▸ **Work item**
Please extract each line of the data below that contains the string "clicks", copying every such line in full.

▸ **Supplied records**
▽
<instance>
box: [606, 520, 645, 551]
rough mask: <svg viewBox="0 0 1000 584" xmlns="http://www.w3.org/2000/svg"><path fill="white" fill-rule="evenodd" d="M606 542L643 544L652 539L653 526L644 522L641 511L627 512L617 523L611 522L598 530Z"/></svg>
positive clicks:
△
▽
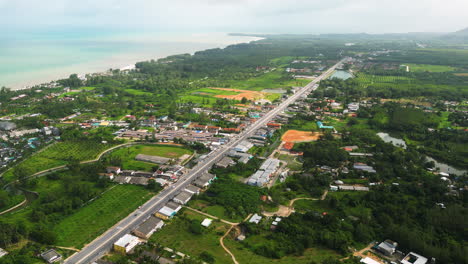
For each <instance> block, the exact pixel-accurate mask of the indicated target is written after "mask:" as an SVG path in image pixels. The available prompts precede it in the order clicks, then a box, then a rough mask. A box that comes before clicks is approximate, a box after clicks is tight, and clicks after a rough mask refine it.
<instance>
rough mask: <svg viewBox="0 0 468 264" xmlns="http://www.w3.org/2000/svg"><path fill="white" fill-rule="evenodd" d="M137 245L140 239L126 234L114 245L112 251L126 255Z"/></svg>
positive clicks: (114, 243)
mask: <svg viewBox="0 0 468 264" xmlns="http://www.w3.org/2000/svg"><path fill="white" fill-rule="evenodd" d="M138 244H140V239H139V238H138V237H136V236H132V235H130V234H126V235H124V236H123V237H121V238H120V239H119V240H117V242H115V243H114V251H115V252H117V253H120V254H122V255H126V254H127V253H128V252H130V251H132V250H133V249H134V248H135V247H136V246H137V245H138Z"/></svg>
△
▸ **Output**
positive clicks:
For each <instance> block, the exact pixel-accurate mask of the indicated target is written after "mask:" as an SVG path in image pixels. The available prompts precede it in the order clicks, then a box, then a rough mask. A box that comes before clicks is approximate, a box after clicks is tight, and clicks after a rough mask refine it.
positive clicks: (114, 243)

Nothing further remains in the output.